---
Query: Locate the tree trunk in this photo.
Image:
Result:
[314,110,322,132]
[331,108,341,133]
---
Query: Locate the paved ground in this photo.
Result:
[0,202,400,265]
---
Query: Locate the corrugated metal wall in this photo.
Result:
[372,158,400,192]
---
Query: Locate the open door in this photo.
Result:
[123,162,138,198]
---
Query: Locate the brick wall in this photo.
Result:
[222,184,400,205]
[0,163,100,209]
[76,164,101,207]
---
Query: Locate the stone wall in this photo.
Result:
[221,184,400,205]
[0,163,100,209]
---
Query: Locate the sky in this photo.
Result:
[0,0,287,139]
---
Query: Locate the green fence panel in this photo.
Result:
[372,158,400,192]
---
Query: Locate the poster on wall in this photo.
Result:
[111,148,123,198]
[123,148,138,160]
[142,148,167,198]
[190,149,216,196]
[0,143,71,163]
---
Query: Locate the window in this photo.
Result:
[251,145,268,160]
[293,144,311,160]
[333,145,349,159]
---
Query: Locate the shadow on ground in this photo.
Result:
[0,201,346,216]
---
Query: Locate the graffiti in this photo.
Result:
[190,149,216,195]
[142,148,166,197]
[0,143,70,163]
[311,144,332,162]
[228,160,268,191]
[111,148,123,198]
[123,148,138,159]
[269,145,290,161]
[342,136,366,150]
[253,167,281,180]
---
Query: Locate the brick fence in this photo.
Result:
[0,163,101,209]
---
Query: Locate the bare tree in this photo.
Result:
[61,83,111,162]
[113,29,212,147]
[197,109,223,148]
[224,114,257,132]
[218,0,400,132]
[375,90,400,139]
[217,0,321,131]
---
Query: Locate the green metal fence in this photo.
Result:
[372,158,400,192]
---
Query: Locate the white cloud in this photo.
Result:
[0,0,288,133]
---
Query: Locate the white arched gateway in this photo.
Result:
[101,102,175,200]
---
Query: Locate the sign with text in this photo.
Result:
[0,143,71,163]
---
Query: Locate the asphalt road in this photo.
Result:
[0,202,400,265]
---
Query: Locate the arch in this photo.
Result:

## PROBLEM DETAILS
Copy out the lines above verbatim, from the start through the line containing "[123,162,138,198]".

## EXPECTED ANSWER
---
Query: Locate the tree trunk in this photo.
Image:
Result:
[314,110,322,132]
[331,108,341,133]
---
Query: Locate the paved ground in this photo.
Result:
[0,202,400,265]
---
Query: Locate the corrugated metal wall in this photo.
Result:
[372,158,400,192]
---
Query: Locate the open door in this photo.
Result:
[123,162,138,198]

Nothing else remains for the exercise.